[Stored records]
▼▼▼

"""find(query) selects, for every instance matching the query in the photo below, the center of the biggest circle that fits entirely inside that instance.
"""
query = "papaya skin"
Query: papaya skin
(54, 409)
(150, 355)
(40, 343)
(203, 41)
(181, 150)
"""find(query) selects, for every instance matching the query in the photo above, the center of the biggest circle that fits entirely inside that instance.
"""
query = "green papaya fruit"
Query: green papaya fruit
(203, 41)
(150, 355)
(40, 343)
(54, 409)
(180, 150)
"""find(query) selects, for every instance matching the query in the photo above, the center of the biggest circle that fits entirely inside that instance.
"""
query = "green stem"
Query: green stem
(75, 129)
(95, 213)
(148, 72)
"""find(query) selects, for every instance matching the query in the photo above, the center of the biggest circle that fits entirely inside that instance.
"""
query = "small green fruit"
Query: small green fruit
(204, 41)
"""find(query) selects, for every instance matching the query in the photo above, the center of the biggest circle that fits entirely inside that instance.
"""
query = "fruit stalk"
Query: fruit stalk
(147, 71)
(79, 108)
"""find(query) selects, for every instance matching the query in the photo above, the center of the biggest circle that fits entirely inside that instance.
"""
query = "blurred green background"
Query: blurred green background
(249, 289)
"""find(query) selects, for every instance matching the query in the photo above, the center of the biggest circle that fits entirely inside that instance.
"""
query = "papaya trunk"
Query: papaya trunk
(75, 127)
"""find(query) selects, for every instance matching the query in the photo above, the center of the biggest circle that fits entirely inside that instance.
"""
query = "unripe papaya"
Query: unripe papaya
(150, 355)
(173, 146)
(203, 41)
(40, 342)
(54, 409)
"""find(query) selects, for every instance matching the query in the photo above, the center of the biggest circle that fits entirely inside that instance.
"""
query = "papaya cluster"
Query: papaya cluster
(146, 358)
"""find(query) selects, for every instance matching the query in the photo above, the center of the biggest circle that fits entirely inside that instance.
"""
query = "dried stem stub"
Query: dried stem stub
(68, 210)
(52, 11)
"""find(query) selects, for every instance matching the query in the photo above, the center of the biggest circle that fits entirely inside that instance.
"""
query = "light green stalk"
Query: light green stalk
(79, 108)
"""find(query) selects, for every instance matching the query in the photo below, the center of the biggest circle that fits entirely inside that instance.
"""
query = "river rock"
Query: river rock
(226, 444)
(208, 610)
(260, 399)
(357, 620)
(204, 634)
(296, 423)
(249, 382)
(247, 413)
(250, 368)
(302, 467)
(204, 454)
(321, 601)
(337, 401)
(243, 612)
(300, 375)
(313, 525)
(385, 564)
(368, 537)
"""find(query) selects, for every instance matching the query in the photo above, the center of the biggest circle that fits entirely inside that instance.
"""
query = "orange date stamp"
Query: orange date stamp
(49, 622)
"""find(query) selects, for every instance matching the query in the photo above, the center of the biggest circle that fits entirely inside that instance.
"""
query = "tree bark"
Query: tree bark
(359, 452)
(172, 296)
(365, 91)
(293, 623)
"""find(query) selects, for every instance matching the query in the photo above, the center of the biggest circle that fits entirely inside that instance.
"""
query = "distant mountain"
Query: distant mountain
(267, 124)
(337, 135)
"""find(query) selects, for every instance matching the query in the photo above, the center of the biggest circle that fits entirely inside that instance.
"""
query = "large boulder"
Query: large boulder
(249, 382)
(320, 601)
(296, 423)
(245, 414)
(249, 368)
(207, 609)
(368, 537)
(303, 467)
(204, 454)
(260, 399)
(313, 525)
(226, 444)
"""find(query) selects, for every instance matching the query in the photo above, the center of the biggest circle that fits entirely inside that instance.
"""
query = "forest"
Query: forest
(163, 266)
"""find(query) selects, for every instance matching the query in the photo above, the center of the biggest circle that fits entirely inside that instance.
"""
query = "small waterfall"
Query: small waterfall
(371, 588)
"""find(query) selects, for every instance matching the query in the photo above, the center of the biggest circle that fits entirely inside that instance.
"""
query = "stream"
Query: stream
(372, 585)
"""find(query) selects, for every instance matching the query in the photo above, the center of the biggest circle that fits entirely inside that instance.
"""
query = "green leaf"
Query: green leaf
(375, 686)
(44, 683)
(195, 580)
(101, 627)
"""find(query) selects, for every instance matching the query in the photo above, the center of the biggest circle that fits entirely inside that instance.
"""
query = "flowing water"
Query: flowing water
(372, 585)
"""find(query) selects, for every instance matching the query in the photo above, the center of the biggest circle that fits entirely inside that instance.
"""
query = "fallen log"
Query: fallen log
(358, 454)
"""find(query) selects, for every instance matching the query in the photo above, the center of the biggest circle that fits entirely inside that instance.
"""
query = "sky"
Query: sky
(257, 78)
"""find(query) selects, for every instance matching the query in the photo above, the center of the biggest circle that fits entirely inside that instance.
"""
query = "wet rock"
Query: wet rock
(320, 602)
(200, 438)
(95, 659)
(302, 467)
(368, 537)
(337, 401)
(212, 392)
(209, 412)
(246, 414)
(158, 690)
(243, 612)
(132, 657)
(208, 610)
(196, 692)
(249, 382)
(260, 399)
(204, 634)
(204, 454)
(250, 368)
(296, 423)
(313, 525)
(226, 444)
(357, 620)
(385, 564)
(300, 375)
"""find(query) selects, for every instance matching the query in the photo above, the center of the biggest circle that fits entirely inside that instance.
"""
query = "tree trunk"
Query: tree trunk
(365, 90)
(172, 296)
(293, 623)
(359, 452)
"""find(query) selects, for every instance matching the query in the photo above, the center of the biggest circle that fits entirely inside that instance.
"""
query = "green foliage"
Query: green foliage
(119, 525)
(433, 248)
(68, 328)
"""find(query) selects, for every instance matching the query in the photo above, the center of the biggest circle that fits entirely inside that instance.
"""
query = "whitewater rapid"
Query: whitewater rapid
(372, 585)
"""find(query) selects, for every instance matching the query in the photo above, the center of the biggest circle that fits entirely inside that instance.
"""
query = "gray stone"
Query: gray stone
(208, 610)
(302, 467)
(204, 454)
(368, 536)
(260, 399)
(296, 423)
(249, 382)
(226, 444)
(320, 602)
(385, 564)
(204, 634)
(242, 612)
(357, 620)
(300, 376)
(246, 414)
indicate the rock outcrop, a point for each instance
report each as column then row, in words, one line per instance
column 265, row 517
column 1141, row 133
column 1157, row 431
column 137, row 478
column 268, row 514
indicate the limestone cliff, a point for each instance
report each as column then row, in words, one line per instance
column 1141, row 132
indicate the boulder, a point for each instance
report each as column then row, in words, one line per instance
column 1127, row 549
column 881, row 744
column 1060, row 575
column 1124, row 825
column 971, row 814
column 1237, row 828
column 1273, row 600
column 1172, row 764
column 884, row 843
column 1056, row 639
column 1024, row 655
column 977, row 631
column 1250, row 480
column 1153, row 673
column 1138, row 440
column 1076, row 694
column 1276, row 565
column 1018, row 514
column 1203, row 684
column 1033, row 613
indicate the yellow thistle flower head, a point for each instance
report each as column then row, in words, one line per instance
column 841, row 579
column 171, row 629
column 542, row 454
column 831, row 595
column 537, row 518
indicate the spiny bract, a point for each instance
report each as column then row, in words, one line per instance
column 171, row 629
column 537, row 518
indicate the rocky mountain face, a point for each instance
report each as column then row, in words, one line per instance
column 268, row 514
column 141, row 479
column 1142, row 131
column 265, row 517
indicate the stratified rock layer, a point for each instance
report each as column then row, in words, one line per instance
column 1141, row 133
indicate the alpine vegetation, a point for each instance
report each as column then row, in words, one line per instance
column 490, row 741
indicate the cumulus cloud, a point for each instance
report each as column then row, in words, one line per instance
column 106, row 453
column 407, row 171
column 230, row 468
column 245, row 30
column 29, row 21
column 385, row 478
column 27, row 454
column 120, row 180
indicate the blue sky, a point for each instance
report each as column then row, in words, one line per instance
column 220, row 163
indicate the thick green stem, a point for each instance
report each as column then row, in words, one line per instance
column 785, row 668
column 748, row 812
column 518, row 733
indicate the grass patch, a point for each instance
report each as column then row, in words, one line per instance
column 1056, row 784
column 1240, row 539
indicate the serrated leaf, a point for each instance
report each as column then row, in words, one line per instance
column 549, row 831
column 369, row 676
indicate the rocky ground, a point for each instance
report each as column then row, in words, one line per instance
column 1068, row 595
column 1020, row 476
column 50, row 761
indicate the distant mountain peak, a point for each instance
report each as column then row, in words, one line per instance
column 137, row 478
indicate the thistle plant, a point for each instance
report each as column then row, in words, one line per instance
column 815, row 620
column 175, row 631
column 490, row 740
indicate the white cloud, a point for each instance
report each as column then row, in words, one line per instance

▲▲▲

Prompt: Only the lines that contain the string "thistle" should be copied from the entries above.

Written solution:
indicate the yellow thistle flower head, a point for each instance
indicate the thistle plant, a point for each instance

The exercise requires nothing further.